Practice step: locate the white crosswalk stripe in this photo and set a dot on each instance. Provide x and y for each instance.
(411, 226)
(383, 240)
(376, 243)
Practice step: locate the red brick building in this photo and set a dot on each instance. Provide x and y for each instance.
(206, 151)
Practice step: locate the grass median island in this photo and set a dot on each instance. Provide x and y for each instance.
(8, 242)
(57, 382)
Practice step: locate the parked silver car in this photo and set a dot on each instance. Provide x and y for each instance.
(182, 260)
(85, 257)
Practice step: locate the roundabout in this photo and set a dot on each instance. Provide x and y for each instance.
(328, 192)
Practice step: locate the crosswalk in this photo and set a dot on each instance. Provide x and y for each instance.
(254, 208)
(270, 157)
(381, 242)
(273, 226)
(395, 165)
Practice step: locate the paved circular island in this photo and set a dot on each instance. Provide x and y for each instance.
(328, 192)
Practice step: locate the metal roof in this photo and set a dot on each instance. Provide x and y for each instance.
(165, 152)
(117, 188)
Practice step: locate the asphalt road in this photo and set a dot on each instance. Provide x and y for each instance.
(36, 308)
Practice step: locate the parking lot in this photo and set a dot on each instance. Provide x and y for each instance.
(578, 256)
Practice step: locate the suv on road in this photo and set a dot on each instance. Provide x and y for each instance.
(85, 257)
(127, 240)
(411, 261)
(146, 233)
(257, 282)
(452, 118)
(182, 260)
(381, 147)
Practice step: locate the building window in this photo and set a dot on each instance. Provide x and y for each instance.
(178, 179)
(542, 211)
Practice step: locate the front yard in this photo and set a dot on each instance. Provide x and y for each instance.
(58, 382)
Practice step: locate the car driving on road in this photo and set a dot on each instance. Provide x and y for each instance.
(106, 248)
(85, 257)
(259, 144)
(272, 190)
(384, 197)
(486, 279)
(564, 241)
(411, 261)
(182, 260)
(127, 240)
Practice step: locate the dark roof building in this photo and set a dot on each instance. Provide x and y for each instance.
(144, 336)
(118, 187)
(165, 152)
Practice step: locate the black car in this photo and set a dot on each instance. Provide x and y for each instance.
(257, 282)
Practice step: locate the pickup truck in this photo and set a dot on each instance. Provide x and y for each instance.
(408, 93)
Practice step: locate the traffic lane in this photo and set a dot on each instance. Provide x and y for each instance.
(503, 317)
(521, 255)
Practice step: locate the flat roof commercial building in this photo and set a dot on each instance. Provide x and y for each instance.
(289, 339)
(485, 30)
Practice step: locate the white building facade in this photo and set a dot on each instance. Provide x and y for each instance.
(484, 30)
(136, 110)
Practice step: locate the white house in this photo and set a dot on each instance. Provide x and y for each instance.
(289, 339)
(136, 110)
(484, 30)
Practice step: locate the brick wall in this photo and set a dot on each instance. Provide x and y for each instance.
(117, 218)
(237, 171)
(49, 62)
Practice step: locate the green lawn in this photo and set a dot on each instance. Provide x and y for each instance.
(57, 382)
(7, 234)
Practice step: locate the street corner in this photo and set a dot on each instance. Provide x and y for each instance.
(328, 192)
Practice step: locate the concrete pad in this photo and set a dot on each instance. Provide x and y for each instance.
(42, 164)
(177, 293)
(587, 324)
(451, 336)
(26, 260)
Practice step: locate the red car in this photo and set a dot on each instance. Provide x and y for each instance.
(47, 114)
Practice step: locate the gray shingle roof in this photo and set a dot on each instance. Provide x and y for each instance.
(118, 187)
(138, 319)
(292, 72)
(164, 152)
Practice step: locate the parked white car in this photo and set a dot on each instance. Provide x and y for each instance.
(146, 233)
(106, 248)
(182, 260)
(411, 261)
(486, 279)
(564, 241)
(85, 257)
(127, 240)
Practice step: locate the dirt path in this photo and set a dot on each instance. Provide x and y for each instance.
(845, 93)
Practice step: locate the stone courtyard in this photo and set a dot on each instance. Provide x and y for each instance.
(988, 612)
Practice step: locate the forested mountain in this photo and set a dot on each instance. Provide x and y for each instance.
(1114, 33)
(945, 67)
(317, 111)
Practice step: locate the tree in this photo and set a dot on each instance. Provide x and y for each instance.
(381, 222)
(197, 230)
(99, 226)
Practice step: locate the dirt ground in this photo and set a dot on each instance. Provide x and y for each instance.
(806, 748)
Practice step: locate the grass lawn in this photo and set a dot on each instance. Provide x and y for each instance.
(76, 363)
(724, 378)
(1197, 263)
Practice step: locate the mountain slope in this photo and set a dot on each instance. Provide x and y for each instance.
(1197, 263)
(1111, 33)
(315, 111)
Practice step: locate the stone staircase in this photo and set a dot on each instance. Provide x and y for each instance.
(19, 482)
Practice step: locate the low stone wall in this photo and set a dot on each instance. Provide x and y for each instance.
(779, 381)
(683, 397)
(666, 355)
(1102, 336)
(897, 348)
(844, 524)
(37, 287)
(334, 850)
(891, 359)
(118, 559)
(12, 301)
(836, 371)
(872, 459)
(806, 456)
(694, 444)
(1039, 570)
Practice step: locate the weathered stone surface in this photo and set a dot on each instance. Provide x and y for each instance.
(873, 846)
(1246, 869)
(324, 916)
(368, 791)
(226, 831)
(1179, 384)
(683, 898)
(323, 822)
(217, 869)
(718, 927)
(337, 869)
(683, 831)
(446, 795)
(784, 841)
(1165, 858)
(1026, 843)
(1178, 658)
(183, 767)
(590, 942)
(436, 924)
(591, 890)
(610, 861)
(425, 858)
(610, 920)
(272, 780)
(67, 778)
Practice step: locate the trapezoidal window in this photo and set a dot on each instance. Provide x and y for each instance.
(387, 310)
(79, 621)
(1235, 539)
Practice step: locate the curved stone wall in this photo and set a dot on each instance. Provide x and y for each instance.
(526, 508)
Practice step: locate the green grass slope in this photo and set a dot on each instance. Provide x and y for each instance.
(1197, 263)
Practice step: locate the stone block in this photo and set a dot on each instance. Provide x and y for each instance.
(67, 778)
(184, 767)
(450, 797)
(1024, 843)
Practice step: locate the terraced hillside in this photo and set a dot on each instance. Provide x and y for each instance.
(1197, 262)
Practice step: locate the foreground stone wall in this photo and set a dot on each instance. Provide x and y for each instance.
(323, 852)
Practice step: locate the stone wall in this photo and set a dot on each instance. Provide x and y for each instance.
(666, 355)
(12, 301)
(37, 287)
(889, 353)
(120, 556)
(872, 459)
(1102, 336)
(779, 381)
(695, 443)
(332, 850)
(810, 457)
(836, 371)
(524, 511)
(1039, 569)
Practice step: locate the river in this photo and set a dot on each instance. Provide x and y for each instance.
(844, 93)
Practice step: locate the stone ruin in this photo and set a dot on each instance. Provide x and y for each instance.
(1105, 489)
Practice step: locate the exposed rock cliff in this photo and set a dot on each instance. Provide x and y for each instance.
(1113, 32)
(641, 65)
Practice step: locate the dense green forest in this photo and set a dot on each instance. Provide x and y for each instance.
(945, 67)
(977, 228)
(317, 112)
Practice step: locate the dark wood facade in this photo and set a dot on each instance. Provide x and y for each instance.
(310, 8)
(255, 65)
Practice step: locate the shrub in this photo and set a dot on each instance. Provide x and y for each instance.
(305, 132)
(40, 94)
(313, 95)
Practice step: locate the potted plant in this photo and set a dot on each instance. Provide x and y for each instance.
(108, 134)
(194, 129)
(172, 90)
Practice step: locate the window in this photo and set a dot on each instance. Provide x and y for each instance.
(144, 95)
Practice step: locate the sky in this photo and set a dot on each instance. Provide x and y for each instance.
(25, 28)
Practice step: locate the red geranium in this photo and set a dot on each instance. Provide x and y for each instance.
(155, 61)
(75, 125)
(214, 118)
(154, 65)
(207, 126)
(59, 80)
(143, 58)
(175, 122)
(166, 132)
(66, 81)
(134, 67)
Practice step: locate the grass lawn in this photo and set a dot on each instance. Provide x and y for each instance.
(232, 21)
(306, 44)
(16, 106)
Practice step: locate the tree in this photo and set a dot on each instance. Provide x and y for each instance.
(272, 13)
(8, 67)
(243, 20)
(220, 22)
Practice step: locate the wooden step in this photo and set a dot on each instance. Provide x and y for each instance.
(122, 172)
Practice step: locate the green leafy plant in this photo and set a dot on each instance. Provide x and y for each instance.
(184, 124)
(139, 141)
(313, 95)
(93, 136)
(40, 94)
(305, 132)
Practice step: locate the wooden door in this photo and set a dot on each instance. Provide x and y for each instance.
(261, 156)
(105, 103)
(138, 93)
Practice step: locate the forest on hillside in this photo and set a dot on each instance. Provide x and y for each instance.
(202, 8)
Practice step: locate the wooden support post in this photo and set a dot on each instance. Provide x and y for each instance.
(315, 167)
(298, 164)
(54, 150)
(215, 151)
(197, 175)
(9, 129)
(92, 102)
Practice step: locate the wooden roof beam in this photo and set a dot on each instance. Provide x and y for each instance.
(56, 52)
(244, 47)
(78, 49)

---

• [What is expected]: Only one thing belongs in the reply: the exact lines of the listing above, from the one with "Practice step: locate the green leafy" through its last line.

• [Result for this task]:
Practice step: locate the green leafy plant in this photo and set a dot on each instance. Provide x and y for each instance.
(184, 124)
(139, 141)
(313, 95)
(93, 136)
(40, 94)
(305, 132)
Practice step: locate the wooden door in this photo and set a dot on each instance. Provide x and y for each instance.
(261, 156)
(105, 103)
(138, 93)
Practice step: locate the forest on hillside in this photo and set a dot on each instance. Provide x and y for each instance.
(202, 8)
Practice step: locate the wooden support post in this photo and set a dot on each instance. Provide x and y for each instance.
(315, 167)
(298, 164)
(54, 150)
(215, 151)
(197, 175)
(9, 129)
(92, 102)
Practice step: locate the wooden roof beam in this photo and set a dot on each instance. Provide x and y for each instance.
(56, 52)
(244, 47)
(78, 49)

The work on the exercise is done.